§ **TAREAS PENDIENTES**
A: En el texto sobre Hobbes, ¿cómo se describen las sociedades organizadas sobre la base de la desigualdad de iure?
B: Escribe sin cambios el fragmento del texto sobre Hobbes que empieza en las palabras "En las sociedades" y termina después de "necesario el Estado.".
C: Retoma el texto sobre Hobbes y continúalo a partir de su última oración.

§ **TEXTO PROPORCIONADO**

★ ★ ★ ★ ★

Y es así porque Hobbes extrajo de manera ejemplar las consecuencias decisivas del principio de igualdad para la vida en sociedad. Su tesis central, de acuerdo con la cual, desde el momento en que una sociedad se organiza sobre la base del principio de igualdad dicha sociedad se convierte en el lugar más inseguro imaginable para el ser humano, está desde entonces en el centro de todas las ciencias de la sociedad moderna.

En las sociedades organizadas sobre la base de la desigualdad de iure (todas las sociedades aristotélicas prehobbesianas), esa misma desigualdad es un principio de orden y, en consecuencia, la causa de la inseguridad está controlada por la propia constitución jerarquizada de la sociedad. Son sociedades menos libres, con menos posibilidades de desarrollo individual, pero más seguras.

La igualdad, por el contrario, es una fuente de inseguridad, y de inseguridad radical, ya que la igualdad no contiene un principio de orden, sino de desorden, de competencia generalizada, de lucha universal. Por eso es necesario el pacto social, por eso es necesario el Estado.

★ ★ ★ ★ ★

§ **REGISTROS LISTADOS**
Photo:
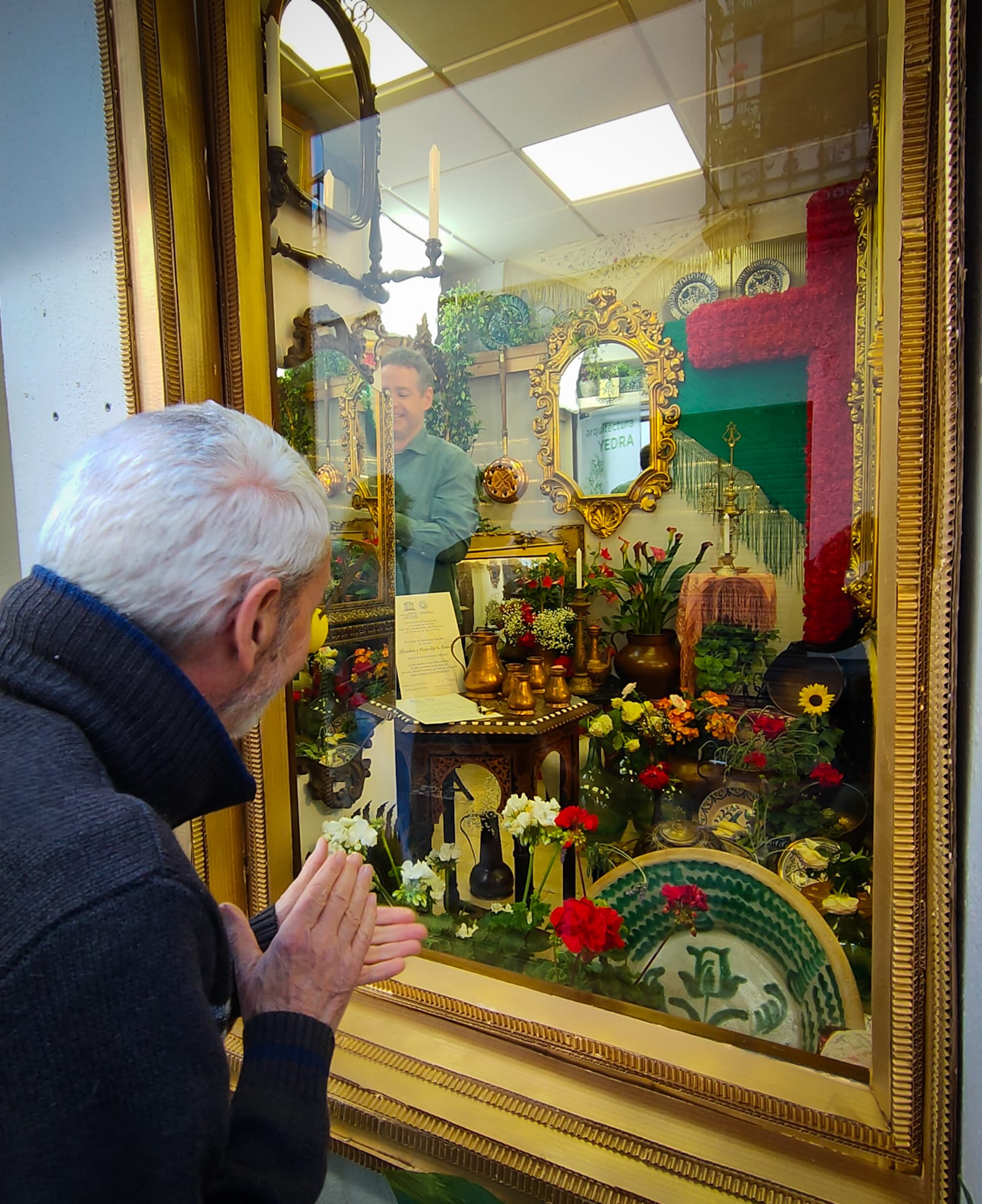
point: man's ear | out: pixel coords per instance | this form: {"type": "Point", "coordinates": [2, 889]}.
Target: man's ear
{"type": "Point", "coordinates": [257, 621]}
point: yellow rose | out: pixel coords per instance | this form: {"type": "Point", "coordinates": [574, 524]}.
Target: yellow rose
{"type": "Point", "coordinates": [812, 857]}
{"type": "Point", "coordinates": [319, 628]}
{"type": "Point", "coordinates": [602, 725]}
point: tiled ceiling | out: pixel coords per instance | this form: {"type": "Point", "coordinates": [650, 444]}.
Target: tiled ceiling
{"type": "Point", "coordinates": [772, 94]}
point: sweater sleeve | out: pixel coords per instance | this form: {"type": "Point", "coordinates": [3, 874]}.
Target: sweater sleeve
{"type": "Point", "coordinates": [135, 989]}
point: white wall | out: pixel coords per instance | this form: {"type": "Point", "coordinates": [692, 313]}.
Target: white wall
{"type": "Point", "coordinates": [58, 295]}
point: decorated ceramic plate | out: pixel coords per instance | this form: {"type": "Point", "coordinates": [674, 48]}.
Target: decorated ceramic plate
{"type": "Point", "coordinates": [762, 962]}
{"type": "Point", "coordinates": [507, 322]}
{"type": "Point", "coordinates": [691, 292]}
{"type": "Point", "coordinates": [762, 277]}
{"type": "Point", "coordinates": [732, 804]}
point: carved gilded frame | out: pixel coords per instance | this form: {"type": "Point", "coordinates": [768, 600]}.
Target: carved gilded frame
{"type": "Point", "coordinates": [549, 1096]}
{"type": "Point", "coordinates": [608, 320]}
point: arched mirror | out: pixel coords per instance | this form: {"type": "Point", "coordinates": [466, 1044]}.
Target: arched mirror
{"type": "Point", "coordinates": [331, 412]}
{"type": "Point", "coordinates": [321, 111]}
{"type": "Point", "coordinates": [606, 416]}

★ ★ ★ ★ ★

§ **RESPUESTAS**
A: Como sociedades menos libres, con menos posibilidades de desarrollo individual, pero más seguras.

B:
En las sociedades organizadas sobre la base de la desigualdad de iure (todas las sociedades aristotélicas prehobbesianas), esa misma desigualdad es un principio de orden y, en consecuencia, la causa de la inseguridad está controlada por la propia constitución jerarquizada de la sociedad. Son sociedades menos libres, con menos posibilidades de desarrollo individual, pero más seguras.

La igualdad, por el contrario, es una fuente de inseguridad, y de inseguridad radical, ya que la igualdad no contiene un principio de orden, sino de desorden, de competencia generalizada, de lucha universal. Por eso es necesario el pacto social, por eso es necesario el Estado.

C:
A la inseguridad radical tiene que corresponder un monopolio de la coacción física legítima. Es la única manera de que los individuos puedan desarrollar sus capacidades de manera pacífica y hacer, en consecuencia, que la vida en sociedad sea una vida civilizada.

Así, pues, lo que nos convierte en seres civilizados es, en última instancia, el miedo. No es el miedo lo que convierte a los seres humanos en más inteligentes, diestros o laboriosos, pero sí es el miedo lo que les lleva a organizarse de tal manera que sean capaces de sacar partido tanto individual como colectivamente de su inteligencia, de su destreza o de su laboriosidad.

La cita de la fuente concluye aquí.